LISTING:
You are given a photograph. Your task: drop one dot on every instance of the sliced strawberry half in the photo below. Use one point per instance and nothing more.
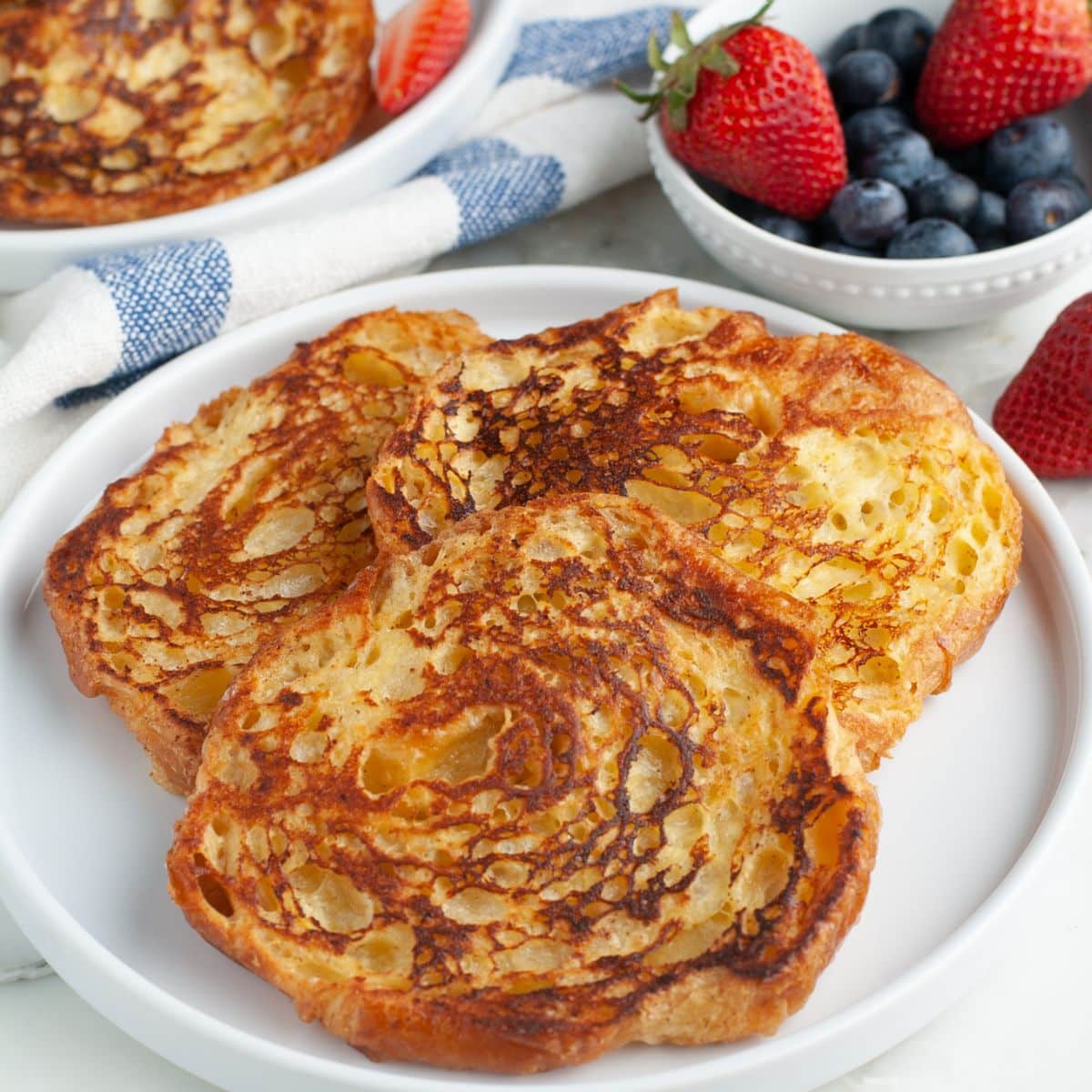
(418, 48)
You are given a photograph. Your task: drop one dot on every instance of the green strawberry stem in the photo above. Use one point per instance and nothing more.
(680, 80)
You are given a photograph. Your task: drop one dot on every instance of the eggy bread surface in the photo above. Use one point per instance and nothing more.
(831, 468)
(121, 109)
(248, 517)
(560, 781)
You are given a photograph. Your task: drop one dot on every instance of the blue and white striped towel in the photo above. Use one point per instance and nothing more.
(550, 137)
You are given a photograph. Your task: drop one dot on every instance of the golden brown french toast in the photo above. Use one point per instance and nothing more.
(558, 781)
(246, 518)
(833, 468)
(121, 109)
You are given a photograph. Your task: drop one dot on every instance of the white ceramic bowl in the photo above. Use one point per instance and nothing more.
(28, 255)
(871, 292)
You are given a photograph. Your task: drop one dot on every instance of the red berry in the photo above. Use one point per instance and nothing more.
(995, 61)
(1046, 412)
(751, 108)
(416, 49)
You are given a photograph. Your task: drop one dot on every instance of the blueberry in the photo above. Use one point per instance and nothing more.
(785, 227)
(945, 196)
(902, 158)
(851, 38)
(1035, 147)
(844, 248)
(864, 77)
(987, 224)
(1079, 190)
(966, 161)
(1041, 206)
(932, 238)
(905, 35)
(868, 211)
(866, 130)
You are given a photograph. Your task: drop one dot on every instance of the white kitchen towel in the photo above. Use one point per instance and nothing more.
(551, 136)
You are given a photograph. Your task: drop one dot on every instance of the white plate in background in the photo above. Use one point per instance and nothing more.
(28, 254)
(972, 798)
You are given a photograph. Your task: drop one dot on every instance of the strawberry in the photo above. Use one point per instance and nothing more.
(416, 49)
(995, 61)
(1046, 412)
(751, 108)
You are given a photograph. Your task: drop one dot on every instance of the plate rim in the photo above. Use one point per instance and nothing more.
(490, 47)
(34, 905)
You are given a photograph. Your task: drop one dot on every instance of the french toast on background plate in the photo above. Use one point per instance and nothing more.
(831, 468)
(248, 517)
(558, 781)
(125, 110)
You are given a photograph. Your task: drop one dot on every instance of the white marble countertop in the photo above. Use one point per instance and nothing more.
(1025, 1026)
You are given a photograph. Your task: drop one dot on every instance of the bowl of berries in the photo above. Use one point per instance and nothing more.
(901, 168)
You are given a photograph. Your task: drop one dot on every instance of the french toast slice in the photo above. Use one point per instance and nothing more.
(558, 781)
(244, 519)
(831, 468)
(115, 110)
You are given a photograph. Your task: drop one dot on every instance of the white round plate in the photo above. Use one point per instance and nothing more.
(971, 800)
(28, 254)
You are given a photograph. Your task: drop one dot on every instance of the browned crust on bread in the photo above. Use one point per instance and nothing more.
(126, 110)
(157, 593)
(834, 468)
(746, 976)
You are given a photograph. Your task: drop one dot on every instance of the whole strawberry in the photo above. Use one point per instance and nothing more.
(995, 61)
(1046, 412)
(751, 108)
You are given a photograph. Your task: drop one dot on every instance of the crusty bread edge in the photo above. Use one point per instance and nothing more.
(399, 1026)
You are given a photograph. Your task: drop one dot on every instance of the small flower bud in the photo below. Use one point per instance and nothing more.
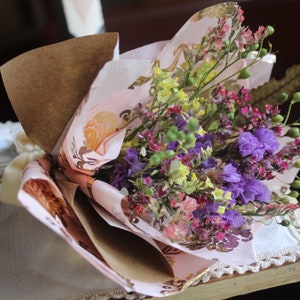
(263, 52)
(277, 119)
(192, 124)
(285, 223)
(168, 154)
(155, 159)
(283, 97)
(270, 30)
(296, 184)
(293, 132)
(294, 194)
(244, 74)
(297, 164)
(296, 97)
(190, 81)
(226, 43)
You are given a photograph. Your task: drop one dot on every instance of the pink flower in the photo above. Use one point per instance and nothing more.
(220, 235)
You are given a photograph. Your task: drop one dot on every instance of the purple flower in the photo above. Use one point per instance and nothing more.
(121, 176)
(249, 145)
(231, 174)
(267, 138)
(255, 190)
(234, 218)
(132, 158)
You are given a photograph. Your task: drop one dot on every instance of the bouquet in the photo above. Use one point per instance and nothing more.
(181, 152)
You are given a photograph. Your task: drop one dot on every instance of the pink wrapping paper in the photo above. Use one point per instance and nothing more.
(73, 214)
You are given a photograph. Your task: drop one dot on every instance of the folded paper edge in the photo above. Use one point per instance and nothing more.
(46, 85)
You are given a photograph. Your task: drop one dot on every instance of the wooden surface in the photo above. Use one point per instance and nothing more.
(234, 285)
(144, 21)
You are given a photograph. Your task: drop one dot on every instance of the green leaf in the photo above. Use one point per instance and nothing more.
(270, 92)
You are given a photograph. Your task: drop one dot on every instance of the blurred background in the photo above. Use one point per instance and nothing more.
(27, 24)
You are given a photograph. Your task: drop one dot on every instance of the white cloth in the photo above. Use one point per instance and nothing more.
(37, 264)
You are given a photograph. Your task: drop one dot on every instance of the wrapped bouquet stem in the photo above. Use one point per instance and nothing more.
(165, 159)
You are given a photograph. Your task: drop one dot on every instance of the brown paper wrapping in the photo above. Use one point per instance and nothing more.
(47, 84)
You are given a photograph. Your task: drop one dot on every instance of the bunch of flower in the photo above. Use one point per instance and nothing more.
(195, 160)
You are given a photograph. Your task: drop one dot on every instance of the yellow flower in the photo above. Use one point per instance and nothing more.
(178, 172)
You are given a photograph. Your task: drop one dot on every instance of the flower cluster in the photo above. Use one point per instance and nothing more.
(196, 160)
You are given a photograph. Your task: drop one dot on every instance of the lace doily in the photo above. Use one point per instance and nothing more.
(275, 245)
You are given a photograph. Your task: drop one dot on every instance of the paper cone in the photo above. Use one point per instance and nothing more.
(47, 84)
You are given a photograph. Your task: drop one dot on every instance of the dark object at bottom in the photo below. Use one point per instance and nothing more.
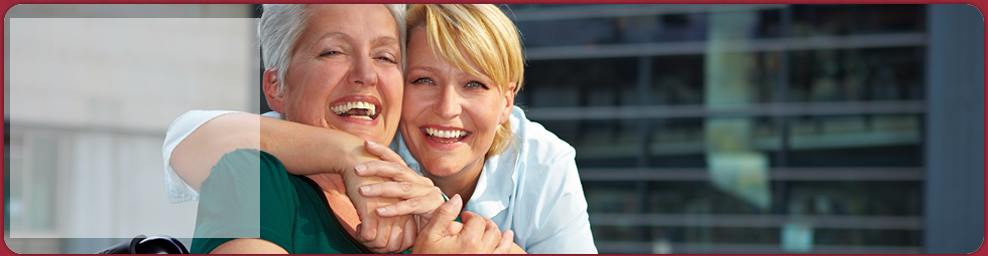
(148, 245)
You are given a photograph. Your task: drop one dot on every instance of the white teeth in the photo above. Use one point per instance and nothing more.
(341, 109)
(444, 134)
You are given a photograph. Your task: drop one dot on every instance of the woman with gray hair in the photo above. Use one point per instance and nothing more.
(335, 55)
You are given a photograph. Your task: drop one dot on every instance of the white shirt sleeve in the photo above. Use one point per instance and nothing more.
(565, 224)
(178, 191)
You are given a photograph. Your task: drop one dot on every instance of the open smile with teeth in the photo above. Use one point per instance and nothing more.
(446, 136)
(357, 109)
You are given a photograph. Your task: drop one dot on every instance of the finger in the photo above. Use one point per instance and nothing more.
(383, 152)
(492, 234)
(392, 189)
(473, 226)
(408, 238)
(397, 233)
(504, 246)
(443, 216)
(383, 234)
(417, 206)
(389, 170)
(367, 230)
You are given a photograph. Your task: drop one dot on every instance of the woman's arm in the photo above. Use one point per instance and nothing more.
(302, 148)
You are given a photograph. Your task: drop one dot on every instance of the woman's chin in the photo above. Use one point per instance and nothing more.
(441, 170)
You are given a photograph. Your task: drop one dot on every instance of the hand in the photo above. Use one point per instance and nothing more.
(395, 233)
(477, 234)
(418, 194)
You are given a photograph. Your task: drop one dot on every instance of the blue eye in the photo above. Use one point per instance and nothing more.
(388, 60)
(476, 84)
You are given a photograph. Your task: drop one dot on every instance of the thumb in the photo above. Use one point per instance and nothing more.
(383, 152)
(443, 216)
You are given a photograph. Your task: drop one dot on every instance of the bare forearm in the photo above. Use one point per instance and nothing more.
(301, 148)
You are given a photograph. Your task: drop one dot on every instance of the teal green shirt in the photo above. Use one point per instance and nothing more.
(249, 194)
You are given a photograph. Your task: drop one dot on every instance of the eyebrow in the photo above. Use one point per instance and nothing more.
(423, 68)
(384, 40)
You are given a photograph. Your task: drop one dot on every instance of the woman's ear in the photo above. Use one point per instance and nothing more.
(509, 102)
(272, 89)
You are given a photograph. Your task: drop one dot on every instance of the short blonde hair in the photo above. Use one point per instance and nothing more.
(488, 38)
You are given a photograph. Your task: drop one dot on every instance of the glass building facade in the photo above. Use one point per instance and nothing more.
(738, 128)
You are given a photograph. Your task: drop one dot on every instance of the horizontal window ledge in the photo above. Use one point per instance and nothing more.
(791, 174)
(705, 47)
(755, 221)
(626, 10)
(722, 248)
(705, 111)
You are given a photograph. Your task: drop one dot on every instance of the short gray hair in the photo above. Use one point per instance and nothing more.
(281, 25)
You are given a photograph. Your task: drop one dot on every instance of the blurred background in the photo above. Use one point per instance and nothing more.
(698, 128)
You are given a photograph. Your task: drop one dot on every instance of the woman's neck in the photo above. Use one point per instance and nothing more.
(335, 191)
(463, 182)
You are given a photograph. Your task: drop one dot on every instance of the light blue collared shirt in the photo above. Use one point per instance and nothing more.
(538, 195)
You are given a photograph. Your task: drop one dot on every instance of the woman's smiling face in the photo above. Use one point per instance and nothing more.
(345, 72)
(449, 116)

PROBLEM STATEMENT:
Copy the rows word for word, from the line containing "the woman's neck" through the end of the rows, inclusive.

OUTPUT OF THE EXERCISE:
You are given a photograph. Your task: drop one dot on every instance of the woman's neck in the photo above. Use one point per instance and nothing more.
(335, 191)
(463, 182)
You are given a photograph. Your task: drop one dot on every instance of the light blue collared shirt in the photo above. Use one point per instance and nothing more.
(538, 195)
You are given a photograph. Your task: drop one dot on every instance of the woman's smiling face in the photo above. Use one point per instance and nothing more.
(345, 72)
(449, 116)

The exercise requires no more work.